TASK DETAILS: Update the lines from the one with "Teacher note: have the class pick out the red" to the one with "Teacher note: have the class pick out the suit" by replacing "the class" with "the students". Keep everything else in them unchanged.
─── ITEMS
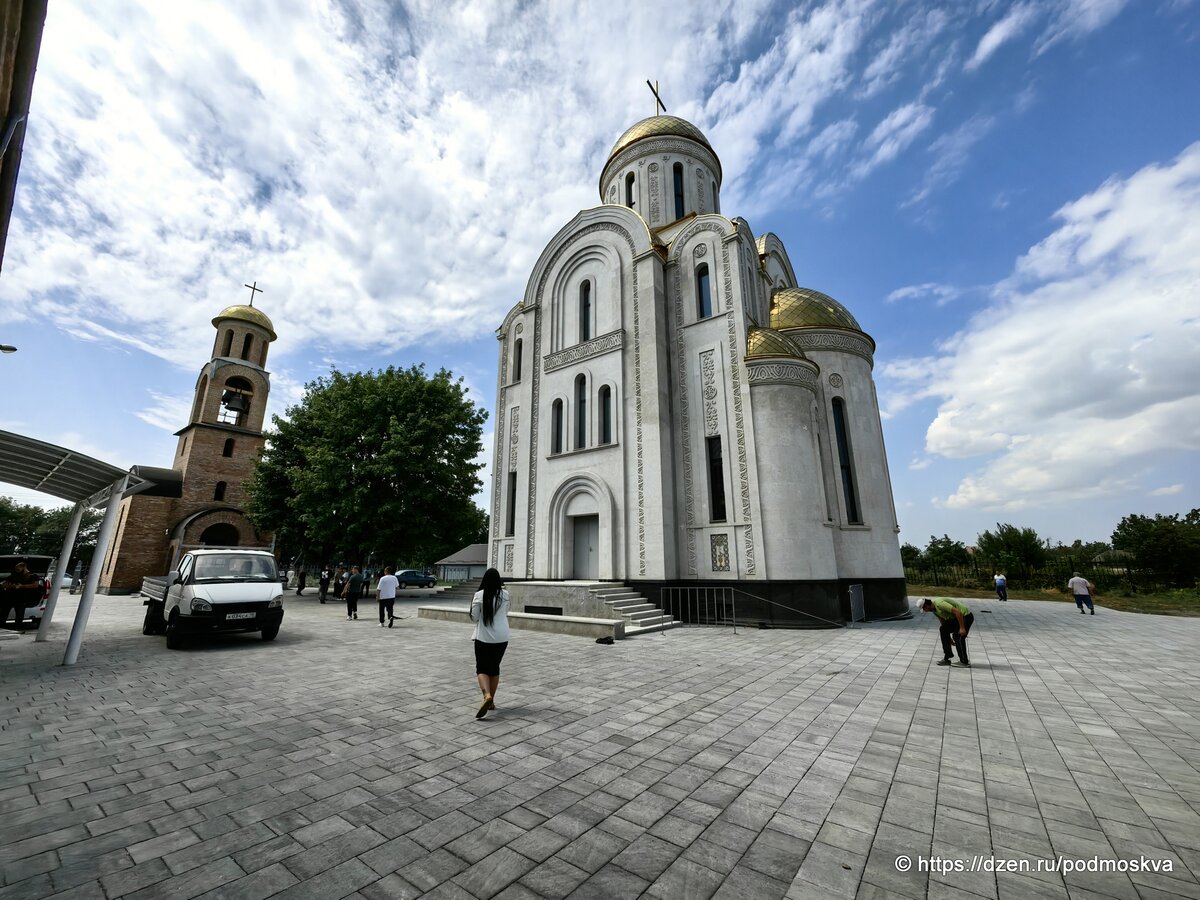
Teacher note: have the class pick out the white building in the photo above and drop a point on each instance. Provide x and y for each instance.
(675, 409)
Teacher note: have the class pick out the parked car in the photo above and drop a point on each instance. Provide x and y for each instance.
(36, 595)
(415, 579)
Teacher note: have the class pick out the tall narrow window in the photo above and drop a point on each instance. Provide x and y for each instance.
──────
─── ITEMS
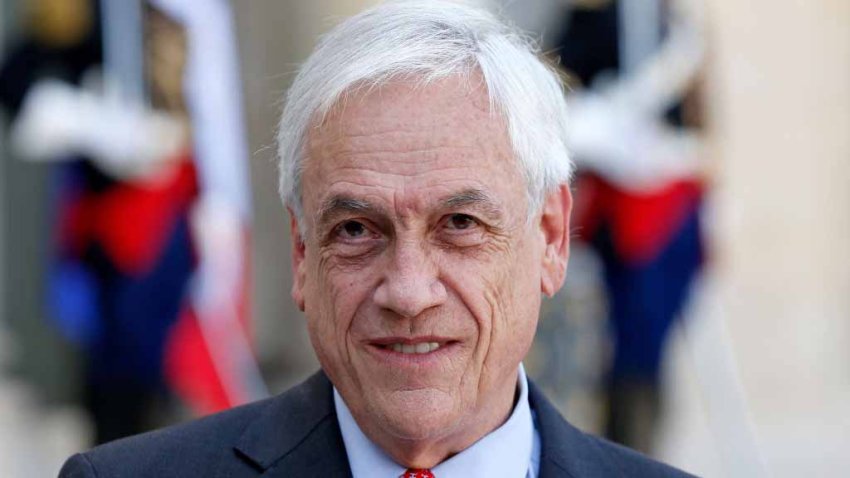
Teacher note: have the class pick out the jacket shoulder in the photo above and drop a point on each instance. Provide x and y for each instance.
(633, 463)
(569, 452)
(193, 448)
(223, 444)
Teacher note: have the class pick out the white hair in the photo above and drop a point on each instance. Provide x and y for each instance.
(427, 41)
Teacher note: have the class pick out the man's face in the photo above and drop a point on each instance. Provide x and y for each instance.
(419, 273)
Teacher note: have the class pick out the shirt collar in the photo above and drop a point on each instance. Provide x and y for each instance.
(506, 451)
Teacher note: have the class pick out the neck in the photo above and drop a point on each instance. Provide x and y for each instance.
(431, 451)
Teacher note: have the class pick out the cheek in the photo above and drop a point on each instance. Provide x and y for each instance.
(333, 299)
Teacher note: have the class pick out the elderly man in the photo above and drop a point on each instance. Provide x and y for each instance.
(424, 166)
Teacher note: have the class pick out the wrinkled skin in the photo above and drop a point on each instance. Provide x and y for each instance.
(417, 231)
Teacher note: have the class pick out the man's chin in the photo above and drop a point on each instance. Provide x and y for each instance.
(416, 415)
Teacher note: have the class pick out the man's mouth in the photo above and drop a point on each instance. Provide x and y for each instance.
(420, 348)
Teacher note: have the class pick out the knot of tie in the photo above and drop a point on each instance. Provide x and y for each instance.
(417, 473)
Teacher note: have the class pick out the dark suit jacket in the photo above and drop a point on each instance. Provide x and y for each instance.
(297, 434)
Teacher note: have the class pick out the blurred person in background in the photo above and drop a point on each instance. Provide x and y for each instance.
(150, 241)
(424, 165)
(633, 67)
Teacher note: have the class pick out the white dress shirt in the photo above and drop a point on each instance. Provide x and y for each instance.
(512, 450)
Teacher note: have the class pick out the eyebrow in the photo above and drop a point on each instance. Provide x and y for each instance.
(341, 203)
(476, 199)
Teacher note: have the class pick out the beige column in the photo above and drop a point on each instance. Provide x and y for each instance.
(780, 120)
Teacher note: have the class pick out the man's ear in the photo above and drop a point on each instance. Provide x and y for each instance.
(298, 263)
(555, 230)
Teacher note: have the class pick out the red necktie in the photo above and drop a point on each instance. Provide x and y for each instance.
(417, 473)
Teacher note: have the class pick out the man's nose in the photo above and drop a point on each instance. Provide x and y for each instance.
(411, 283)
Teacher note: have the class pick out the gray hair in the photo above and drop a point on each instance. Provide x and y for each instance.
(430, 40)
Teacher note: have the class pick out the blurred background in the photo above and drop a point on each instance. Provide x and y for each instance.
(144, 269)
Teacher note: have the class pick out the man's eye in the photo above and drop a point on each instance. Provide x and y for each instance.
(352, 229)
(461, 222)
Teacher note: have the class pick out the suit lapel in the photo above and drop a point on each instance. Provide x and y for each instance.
──────
TASK RESULT:
Teacher note: have the students pick out the red necktie in the photo above and drop a point on each instance. Provide x and y for each instance.
(417, 473)
Teacher note: have the students pick out the man's nose in the photo above and drop a point on each instance. Provide x and y for each instance.
(411, 283)
Teacher note: have the students pick out the gray hair in the photo above and drop a point on each instance. Provide x and y for each instance.
(430, 40)
Teacher note: have the students pick out the blurred background in the photo above and drop a point on each instance. Provide x and y for each instance.
(144, 269)
Teacher note: have the students pick out the man's eye in the photo above and drop a point on each instance. Provide x and y for each instance.
(352, 229)
(461, 222)
Teacher note: have the students pick out the suit lapel in the photo above and drop a point on each instance. Provide x and y for each instance.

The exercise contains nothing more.